SET EXERCISE — Reproduce the line that holds "Rules: pick out every instance of the pipe" together with all the lines after it up to the end of the entries.

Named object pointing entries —

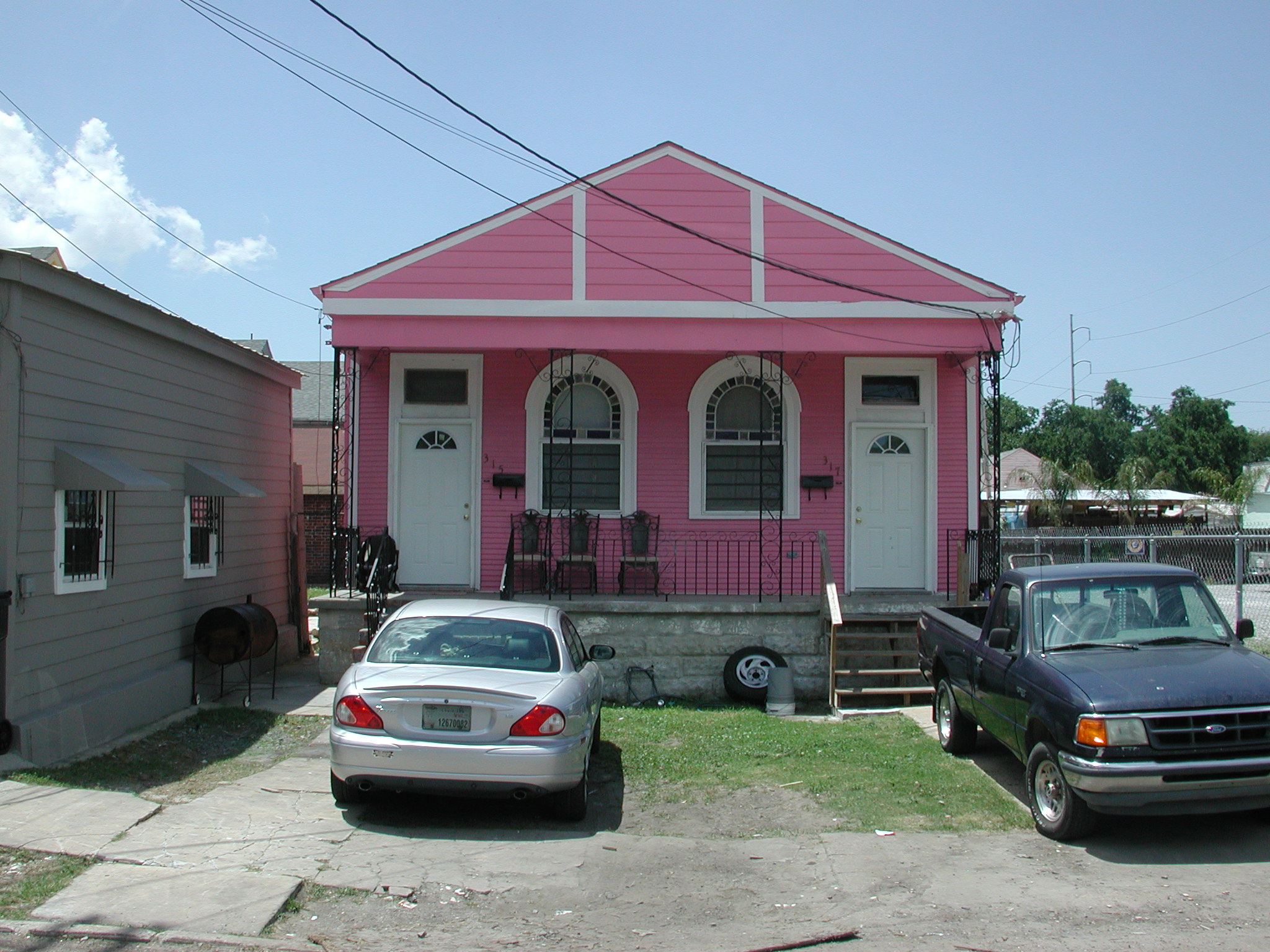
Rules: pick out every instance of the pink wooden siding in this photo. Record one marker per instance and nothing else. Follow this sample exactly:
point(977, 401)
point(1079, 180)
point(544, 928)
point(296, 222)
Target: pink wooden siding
point(662, 384)
point(812, 245)
point(951, 478)
point(685, 195)
point(530, 258)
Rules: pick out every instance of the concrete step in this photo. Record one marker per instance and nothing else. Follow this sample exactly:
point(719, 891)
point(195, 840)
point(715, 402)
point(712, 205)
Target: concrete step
point(883, 672)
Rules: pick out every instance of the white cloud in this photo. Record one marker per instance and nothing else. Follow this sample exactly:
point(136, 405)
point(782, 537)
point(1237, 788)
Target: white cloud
point(100, 223)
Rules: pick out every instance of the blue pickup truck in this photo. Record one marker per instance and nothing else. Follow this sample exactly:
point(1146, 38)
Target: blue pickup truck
point(1122, 689)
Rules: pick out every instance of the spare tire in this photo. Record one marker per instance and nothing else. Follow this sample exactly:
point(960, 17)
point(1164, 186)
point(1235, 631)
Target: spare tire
point(745, 676)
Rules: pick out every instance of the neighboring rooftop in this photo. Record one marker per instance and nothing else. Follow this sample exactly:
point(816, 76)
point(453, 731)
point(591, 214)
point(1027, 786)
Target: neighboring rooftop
point(311, 403)
point(259, 345)
point(45, 253)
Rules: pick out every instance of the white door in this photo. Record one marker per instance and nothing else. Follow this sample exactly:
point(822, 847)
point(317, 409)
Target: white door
point(435, 505)
point(888, 508)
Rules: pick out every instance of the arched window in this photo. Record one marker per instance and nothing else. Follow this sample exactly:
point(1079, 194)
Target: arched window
point(580, 439)
point(745, 441)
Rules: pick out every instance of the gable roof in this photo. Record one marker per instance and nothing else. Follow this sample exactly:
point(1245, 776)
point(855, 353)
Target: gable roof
point(762, 192)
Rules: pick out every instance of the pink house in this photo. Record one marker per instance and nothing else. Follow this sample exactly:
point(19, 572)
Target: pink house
point(619, 363)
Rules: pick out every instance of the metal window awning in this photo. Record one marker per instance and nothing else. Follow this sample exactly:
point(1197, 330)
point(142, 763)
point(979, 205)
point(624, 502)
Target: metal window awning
point(95, 469)
point(208, 480)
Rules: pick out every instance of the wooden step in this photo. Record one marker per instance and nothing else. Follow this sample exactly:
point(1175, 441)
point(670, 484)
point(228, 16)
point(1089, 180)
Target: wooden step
point(886, 672)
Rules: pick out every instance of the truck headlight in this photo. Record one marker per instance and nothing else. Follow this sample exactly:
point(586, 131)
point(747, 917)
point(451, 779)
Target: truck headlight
point(1110, 731)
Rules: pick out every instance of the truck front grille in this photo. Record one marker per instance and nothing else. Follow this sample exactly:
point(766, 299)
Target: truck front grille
point(1230, 728)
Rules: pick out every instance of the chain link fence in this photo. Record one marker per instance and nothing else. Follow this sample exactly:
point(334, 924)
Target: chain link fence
point(1235, 566)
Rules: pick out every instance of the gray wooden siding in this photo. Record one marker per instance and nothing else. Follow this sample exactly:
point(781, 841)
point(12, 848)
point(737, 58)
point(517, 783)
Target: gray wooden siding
point(155, 403)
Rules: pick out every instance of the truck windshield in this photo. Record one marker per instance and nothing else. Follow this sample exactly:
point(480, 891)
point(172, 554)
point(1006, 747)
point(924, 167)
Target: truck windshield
point(1124, 611)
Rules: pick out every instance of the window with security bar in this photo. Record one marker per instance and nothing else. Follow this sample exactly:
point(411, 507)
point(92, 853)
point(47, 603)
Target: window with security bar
point(582, 446)
point(203, 552)
point(84, 542)
point(745, 454)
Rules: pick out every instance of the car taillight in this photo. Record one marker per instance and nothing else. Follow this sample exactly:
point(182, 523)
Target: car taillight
point(543, 721)
point(353, 712)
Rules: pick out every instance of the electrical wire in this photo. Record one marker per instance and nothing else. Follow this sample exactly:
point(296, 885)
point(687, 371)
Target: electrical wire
point(633, 206)
point(66, 239)
point(380, 94)
point(145, 215)
point(1180, 320)
point(196, 7)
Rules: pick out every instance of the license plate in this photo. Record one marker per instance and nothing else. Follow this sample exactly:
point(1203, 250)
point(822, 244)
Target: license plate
point(447, 718)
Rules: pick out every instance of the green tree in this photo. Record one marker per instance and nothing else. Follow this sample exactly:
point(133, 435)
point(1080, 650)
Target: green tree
point(1015, 420)
point(1194, 433)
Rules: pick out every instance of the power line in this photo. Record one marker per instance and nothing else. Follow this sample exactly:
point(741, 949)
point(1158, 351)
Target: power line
point(195, 6)
point(65, 238)
point(633, 206)
point(1180, 320)
point(378, 93)
point(145, 215)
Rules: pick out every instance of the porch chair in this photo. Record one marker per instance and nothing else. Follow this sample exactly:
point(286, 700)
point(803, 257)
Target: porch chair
point(578, 551)
point(530, 550)
point(639, 549)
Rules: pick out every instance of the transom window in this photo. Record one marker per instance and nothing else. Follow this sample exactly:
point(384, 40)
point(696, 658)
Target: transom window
point(436, 439)
point(745, 456)
point(889, 443)
point(582, 432)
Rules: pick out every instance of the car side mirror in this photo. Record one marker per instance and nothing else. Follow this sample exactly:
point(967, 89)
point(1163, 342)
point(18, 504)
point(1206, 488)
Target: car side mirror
point(1000, 639)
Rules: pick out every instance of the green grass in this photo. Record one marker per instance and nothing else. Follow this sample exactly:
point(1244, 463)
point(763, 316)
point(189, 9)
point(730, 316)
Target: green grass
point(870, 772)
point(29, 879)
point(189, 758)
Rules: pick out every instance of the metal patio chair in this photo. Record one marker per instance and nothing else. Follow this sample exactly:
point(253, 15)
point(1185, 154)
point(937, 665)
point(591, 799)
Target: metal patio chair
point(639, 549)
point(578, 551)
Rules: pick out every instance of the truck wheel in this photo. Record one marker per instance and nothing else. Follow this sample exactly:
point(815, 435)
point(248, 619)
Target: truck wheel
point(1059, 811)
point(958, 733)
point(745, 674)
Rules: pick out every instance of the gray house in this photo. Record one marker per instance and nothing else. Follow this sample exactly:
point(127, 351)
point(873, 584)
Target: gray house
point(145, 477)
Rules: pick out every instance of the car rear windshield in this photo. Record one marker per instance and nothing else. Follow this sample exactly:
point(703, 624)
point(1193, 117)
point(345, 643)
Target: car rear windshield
point(470, 643)
point(1124, 611)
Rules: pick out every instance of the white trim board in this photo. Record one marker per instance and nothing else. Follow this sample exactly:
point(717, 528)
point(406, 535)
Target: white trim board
point(556, 307)
point(670, 149)
point(401, 415)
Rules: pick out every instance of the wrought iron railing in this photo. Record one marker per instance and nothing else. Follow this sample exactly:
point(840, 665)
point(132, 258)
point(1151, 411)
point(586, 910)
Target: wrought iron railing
point(683, 564)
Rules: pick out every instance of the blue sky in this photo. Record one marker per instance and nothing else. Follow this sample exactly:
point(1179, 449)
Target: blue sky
point(1103, 159)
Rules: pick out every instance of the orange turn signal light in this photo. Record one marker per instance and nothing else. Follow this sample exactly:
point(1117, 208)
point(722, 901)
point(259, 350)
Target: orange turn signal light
point(1091, 731)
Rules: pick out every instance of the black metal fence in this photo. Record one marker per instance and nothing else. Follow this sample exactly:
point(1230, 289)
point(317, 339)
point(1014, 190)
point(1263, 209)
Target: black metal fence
point(682, 564)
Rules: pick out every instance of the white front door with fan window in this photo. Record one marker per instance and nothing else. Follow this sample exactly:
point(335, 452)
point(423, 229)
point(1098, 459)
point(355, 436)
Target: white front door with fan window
point(888, 517)
point(435, 505)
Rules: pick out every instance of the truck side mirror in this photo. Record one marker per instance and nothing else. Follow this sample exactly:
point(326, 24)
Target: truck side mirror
point(1000, 639)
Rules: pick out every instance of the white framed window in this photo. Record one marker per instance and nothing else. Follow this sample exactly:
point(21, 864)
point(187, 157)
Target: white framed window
point(83, 549)
point(745, 437)
point(580, 437)
point(203, 518)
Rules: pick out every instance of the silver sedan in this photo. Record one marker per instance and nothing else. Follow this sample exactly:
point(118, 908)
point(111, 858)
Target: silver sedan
point(470, 699)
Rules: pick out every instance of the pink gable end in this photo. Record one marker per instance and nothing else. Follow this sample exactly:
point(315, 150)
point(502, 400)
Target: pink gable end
point(685, 195)
point(528, 258)
point(812, 245)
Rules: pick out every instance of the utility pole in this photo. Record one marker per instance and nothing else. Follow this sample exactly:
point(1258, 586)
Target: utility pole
point(1071, 353)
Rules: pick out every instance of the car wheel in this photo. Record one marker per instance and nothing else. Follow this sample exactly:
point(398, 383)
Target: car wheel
point(957, 731)
point(346, 792)
point(571, 805)
point(745, 676)
point(1055, 808)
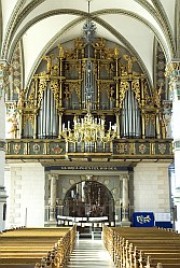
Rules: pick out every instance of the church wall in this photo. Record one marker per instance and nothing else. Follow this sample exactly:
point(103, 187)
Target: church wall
point(151, 187)
point(25, 190)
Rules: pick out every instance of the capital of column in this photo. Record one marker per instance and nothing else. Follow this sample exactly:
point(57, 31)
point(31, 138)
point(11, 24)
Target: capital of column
point(5, 71)
point(2, 145)
point(173, 73)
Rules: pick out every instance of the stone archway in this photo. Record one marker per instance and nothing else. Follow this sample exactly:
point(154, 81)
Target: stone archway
point(89, 199)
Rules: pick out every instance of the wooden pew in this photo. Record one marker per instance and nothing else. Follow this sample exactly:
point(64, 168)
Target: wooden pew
point(142, 247)
point(36, 247)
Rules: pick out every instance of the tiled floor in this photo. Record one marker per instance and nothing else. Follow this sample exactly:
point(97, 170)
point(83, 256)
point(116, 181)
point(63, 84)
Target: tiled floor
point(90, 254)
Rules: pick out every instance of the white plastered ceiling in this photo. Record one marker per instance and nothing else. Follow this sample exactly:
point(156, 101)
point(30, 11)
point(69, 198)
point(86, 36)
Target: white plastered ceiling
point(44, 23)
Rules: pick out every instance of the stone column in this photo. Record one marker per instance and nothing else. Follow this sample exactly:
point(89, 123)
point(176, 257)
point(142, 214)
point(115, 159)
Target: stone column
point(125, 201)
point(53, 184)
point(4, 78)
point(173, 73)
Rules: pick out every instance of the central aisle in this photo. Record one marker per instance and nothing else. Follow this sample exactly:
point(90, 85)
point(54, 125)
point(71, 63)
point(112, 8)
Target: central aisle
point(90, 254)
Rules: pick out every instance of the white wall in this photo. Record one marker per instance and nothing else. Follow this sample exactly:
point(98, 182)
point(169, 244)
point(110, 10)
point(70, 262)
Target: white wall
point(25, 190)
point(151, 187)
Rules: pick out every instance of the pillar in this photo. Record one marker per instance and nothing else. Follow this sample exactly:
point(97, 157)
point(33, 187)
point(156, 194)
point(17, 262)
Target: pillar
point(173, 73)
point(4, 76)
point(125, 201)
point(53, 186)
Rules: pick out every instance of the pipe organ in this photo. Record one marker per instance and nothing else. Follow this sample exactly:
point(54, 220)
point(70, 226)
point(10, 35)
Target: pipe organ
point(121, 96)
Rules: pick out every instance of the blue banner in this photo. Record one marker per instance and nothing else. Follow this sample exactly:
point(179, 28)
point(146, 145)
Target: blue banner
point(143, 219)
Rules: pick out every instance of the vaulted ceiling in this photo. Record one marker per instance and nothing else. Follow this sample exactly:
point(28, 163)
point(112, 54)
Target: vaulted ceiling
point(135, 24)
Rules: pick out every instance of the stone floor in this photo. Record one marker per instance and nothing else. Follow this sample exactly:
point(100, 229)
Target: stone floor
point(90, 254)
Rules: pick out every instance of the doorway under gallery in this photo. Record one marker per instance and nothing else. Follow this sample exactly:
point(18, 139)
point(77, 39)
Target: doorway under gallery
point(89, 199)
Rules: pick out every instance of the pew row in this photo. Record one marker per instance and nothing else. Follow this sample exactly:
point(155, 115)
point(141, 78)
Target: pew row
point(142, 247)
point(36, 247)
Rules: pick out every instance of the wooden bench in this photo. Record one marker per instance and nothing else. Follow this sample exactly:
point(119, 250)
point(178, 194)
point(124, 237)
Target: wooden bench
point(142, 247)
point(35, 247)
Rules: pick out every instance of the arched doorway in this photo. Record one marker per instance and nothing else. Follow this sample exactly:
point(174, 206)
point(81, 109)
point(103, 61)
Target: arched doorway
point(89, 199)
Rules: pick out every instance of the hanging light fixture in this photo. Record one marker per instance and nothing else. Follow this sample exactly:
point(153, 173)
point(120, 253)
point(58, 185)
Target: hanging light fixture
point(89, 128)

EXERCISE OUTPUT —
Rules: pick out every instance of the pipe organ in this photo. Record one marker per instance and nothing else. Follow this sample exactly:
point(54, 220)
point(70, 226)
point(10, 35)
Target: pipe organ
point(121, 96)
Rules: pick out every instance of the blue banner in this photo. Record one marker per instance and nothing else. Follow this sample exactly:
point(179, 28)
point(146, 145)
Target: blue banner
point(143, 219)
Rules: pick out every instance of the vaulted ceiling in this photo. Record one marker per instance and nothing else. Follow this sample exactly:
point(28, 163)
point(112, 54)
Target: vaulted ceiling
point(135, 24)
Rules: pick out every instance of the stone floor in this photo. Record one marker per instance and nothing else. Follow this sample exactly:
point(100, 229)
Target: stone floor
point(90, 254)
Rules: pick out every instance of the doorway under gallery in this photo. Record one marker per instance and nothing else. Follow this sample exactly:
point(18, 139)
point(77, 39)
Target: doorway under gallery
point(89, 199)
Rules: pick out every instance of the pew row in this photo. Record one marker per instance and nothing else. Follow this sample exactly:
point(155, 115)
point(141, 78)
Target: pew row
point(142, 247)
point(36, 247)
Rules: pick out every instance of the wooden bench in this photo. Record one marker per instance and nothing else. Follow this sample exactly:
point(119, 250)
point(178, 194)
point(124, 237)
Target: wooden bench
point(142, 247)
point(35, 247)
Rules: pick out every instance of the arched doorway in this photo. Record one marker per instance and nothing else. Follow this sample exactly:
point(174, 206)
point(81, 109)
point(103, 61)
Target: arched doorway
point(89, 199)
Rules: pick out every instance of the hanging light fixture in this photo. Record one marker per instance and nothing else. Follow this sample exactly:
point(153, 173)
point(120, 253)
point(58, 185)
Target: hanging light fixture
point(89, 128)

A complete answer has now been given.